§ **Your assignment**
Every line of the records below that holds the word "green" belongs in the answer.

§ **Information shown**
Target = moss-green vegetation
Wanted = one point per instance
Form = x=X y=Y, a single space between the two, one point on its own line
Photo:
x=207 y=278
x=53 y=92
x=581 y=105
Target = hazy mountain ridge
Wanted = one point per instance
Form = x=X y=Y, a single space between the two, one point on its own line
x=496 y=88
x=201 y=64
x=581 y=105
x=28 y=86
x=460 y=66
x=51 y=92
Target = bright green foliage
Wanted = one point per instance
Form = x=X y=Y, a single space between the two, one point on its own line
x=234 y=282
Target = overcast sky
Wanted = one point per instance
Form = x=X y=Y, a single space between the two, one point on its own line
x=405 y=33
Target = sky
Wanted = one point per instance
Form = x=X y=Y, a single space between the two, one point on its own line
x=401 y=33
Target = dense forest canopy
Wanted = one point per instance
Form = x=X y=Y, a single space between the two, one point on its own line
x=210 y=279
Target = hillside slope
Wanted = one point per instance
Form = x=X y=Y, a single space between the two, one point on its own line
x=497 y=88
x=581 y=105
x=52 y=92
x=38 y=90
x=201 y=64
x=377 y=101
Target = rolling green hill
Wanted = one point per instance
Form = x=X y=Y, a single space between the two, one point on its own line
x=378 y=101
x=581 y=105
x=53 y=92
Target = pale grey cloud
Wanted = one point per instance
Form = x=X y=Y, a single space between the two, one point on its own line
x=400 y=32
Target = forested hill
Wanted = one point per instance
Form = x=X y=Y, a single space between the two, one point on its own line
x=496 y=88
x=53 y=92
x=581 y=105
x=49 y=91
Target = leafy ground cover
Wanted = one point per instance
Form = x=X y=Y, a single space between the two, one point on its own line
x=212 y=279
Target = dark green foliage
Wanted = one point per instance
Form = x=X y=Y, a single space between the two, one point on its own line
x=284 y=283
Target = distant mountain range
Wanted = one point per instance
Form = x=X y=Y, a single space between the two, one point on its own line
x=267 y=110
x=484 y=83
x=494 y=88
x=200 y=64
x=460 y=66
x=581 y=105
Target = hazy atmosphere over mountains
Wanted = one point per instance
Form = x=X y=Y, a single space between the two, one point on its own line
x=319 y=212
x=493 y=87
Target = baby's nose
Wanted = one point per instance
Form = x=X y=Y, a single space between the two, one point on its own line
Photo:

§ **Solution to the problem**
Target = moss-green vegetation
Target = bright green foliage
Target = rolling green hill
Target = dark green foliage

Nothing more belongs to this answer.